[WHAT YOU SHOULD DO] Print the range of lines that opens with the line containing "Definition of the keypoint: for every instance of the man's gray" and closes with the last line of the listing. Include both ends; print nothing more.
------------------------------------
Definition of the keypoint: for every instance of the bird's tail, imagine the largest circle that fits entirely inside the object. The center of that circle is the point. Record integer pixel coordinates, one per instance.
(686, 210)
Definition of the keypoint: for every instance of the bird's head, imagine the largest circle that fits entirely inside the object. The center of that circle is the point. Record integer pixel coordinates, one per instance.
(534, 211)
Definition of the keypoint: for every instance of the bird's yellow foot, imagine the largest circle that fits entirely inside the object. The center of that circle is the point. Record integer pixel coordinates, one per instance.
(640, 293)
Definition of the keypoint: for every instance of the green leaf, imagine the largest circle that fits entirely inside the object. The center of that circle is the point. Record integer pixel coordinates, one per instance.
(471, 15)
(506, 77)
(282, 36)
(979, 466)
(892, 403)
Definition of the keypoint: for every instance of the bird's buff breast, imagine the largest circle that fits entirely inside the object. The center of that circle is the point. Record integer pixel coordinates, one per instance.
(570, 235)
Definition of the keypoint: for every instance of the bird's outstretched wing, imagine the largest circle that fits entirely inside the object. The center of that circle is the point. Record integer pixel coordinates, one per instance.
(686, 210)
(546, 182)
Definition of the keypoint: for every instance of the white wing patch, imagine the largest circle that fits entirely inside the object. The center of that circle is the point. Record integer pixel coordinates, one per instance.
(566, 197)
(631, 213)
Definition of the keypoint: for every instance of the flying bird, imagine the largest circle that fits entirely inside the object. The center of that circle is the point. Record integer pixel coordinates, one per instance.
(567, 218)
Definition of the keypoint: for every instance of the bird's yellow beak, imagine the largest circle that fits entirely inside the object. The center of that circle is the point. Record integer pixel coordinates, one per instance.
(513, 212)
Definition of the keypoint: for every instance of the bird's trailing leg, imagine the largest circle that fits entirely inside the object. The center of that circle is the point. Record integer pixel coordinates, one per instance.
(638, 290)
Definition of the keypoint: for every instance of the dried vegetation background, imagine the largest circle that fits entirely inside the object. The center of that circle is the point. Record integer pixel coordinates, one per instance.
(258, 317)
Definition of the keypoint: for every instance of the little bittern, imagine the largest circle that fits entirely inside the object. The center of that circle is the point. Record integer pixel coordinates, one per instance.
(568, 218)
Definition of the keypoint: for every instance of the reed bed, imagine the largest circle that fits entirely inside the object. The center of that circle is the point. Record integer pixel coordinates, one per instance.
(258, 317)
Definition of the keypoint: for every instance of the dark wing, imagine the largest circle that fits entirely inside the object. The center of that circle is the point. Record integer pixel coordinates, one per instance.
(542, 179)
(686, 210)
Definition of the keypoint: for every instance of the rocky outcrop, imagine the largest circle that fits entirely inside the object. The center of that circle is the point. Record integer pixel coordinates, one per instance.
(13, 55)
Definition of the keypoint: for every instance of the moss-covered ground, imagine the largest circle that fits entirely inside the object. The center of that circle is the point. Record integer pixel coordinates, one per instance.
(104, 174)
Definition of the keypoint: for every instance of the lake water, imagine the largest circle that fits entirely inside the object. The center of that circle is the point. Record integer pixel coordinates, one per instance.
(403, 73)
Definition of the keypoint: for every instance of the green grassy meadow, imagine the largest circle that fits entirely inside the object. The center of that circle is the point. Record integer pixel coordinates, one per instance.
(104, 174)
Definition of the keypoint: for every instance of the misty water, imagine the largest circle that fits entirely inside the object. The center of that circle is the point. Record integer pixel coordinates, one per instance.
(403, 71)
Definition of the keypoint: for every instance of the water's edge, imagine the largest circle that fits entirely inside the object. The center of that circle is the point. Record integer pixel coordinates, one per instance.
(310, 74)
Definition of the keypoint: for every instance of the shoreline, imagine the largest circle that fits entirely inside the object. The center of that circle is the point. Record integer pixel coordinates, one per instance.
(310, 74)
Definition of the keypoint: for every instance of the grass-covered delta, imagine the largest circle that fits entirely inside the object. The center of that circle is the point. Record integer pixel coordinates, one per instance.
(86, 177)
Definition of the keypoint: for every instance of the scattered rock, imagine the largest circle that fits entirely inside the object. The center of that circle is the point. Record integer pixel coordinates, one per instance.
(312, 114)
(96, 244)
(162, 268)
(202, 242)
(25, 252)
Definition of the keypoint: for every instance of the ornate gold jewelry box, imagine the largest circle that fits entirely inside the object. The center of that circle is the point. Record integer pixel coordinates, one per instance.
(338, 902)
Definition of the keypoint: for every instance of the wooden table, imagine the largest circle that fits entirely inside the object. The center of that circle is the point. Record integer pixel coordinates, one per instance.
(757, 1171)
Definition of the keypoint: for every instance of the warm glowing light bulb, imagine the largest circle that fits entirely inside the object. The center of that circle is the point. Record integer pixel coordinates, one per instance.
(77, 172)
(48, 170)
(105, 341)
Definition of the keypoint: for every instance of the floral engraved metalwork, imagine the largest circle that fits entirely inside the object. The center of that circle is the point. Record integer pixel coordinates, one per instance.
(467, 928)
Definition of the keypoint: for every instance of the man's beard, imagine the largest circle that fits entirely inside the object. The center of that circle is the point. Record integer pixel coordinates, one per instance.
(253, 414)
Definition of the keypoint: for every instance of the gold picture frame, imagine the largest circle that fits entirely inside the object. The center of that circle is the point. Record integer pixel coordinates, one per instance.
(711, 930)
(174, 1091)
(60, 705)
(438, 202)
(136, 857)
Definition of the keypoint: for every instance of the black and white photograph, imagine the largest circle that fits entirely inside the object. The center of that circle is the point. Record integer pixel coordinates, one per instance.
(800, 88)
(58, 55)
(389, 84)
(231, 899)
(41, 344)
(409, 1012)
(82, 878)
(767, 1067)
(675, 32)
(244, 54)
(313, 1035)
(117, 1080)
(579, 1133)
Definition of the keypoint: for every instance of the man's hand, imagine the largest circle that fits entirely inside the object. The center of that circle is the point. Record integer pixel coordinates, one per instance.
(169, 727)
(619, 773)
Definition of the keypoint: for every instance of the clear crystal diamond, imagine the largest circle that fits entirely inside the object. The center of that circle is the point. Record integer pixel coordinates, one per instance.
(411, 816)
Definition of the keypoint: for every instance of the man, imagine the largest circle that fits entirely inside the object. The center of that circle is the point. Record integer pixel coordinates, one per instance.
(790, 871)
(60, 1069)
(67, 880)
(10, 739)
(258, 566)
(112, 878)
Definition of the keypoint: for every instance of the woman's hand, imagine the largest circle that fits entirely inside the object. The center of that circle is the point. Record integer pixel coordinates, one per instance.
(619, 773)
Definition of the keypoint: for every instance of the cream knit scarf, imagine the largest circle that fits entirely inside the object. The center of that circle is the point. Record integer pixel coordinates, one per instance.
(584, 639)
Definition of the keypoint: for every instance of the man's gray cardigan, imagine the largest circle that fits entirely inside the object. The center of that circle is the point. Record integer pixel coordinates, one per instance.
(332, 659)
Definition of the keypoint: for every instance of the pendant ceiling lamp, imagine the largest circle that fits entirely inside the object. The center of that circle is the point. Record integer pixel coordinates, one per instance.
------------------------------------
[FINISHED ANSWER]
Definition of the keypoint: for every instance of the man's gray cardigan, imagine the largest circle that fits entirely inside the object. The center of that circle is the point. Record integer pixel coordinates, one per instance.
(332, 659)
Definition of the keypoint: for every instance of the pendant ceiling lamp, imagine the largest circle that fits entirely inside the object. The center of that circle is the point. Record integer pixel coordinates, one per instance.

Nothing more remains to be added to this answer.